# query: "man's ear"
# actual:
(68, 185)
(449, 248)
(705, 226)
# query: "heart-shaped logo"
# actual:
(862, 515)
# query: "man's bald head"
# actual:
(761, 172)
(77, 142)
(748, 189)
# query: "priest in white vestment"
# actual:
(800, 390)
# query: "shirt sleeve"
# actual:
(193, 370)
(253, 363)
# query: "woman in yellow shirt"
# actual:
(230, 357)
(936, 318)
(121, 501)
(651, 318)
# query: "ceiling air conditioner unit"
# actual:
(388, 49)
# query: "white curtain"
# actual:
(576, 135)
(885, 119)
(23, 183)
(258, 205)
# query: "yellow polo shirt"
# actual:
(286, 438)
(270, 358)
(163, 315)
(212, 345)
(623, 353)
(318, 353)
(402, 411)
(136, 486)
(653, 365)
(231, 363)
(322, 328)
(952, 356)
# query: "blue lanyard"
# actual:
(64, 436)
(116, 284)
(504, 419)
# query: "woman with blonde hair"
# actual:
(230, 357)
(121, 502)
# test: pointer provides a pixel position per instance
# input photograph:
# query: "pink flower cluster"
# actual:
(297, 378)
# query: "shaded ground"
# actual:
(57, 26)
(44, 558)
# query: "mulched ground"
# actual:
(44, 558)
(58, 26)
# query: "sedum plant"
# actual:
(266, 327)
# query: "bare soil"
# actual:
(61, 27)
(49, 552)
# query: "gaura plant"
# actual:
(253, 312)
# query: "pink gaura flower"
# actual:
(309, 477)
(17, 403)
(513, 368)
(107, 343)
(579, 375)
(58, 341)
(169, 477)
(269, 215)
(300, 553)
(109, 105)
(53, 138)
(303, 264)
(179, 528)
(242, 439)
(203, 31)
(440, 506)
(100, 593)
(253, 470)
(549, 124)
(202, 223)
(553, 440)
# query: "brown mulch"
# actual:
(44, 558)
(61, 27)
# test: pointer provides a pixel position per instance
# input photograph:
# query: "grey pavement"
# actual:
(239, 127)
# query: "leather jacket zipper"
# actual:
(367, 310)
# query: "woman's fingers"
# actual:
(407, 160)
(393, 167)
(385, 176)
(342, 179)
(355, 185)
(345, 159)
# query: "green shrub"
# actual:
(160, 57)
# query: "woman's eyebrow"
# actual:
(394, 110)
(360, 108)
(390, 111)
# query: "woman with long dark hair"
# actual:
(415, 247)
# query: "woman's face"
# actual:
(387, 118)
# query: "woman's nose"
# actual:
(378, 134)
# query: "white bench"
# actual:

What needs to be done: Throughout the material above, count each line holding "pink" and answer with the total alone.

Response below: 2